We can then compute the VSL for every individual and analyse their distribution, using quantiles and plotting on figure 1 the empirical density of VSL for African and non-African travelers (as done in León and Miguel 2017 Table 4, p.219 and Figure 5, p.223).2

indpar$VSL <- with(indpar, risk / cost * 100)
quantile(indpar$VSL, c(0.025, 0.975))
##      2.5%     97.5% 
##  432.4199 1054.3428
mean(indpar$VSL)
## [1] 608.94

Note that computing the VSL as the ratio of two random parameters which can take zero value can lead to extremely high values if the individual parameter for cost is close to 0.3

max(indpar$cost)
## [1] -0.002924437
max(indpar$VSL)
## [1] 3131.825

This is not the case here as (absolute) minimum value of cost is −0.003 which leads to a maximum value of VSL of $ 3131.

library("ggplot2")
indpar <- merge(unique(subset(as.data.frame(RT),
                              select = c("id", "african"))),
                indpar)
ggplot(indpar) + geom_density(aes(x = VSL, linetype = african)) + 
    scale_x_continuous(limits = c(200, 1200))

- - -

_Tasks and exercises_:
(A) According to the VSL excerpt, what is the (absolute) minimum value of cost?
(B) Output everything in the VSL excerpt from "quantile(indpar$VSL, c(0.025, 0.975))" down to "max(indpar$cost)".
(C) Render this sentence from the VSL excerpt in Spanish: "This is not the case here as (absolute) minimum value of cost is −0.003 which leads to a maximum value of VSL of $ 3131."
Work only from the VSL excerpt.

_Source data_:
- - -

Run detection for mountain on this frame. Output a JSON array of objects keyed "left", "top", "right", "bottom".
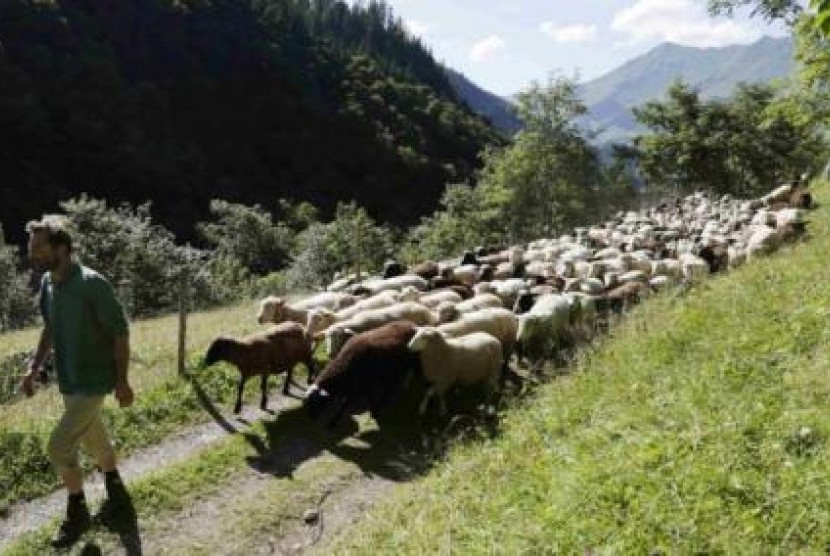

- - -

_Results of the exercise_:
(A) −0.003

(B)
quantile(indpar$VSL, c(0.025, 0.975))
##      2.5%     97.5% 
##  432.4199 1054.3428
mean(indpar$VSL)
## [1] 608.94

Note that computing the VSL as the ratio of two random parameters which can take zero value can lead to extremely high values if the individual parameter for cost is close to 0.3

max(indpar$cost)

(C) Este no es el caso aquí, ya que el valor mínimo (absoluto) del costo es −0.003, lo que conduce a un valor máximo del VSL de $ 3131.